**SET PROBLEM**
Report each line in the items below that contains the string "query", matching case exactly.
>>>>>
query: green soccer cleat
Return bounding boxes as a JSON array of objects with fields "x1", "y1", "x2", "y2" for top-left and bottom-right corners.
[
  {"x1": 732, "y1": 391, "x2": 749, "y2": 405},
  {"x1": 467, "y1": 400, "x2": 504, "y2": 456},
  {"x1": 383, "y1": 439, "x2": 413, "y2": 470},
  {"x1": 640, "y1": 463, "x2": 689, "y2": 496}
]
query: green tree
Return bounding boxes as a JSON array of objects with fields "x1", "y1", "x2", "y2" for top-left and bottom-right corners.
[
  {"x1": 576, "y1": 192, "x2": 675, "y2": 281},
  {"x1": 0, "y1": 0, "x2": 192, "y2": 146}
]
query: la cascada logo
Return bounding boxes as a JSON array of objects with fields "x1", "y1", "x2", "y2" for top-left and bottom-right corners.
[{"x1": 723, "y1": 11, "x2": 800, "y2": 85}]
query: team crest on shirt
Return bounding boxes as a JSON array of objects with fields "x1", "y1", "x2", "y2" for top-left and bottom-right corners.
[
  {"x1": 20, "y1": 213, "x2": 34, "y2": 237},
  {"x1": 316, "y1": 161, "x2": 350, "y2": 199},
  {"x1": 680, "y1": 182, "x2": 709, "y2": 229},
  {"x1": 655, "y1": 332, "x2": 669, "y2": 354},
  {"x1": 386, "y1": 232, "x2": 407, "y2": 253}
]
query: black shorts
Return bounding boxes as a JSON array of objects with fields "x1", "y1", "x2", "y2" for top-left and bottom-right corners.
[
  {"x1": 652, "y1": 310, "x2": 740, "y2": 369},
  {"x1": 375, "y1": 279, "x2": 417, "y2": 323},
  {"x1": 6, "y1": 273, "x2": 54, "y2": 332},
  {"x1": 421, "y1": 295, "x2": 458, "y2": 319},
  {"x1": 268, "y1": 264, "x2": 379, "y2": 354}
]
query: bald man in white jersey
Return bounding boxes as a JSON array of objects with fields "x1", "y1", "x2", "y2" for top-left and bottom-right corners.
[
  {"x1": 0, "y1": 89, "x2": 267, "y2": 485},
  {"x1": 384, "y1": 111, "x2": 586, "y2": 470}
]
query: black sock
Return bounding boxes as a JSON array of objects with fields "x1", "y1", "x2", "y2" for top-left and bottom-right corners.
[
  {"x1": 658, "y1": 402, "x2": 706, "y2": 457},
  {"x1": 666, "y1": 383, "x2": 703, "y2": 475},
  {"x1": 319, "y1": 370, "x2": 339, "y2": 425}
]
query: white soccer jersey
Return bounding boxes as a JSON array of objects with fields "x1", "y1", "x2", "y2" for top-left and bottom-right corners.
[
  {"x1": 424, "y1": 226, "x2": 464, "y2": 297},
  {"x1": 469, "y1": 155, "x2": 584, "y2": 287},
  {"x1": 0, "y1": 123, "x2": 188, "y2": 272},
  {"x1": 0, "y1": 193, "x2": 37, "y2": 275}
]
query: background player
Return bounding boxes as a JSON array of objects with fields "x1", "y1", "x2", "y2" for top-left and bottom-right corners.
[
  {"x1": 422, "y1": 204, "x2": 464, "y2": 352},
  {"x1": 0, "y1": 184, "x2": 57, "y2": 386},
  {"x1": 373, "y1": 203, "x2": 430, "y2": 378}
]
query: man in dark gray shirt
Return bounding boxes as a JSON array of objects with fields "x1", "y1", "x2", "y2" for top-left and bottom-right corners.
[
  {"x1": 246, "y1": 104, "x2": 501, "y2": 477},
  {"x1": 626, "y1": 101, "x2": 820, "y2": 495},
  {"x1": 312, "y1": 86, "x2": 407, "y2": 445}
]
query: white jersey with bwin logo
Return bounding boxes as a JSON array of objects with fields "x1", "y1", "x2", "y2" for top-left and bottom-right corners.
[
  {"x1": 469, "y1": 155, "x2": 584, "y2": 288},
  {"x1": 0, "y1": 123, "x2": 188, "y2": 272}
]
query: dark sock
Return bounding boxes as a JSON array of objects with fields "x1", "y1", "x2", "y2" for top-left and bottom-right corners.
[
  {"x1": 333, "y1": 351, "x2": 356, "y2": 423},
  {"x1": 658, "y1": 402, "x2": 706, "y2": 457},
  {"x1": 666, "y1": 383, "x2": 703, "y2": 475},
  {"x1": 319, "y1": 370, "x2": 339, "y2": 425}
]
<<<<<
**EXERCISE SOLUTION**
query: green soccer cleat
query: green tree
query: la cascada logo
query: team crest on shirt
query: black shorts
query: bald man in white jersey
query: black sock
query: white soccer jersey
query: background player
query: man in dark gray shirt
query: white jersey with bwin logo
query: dark sock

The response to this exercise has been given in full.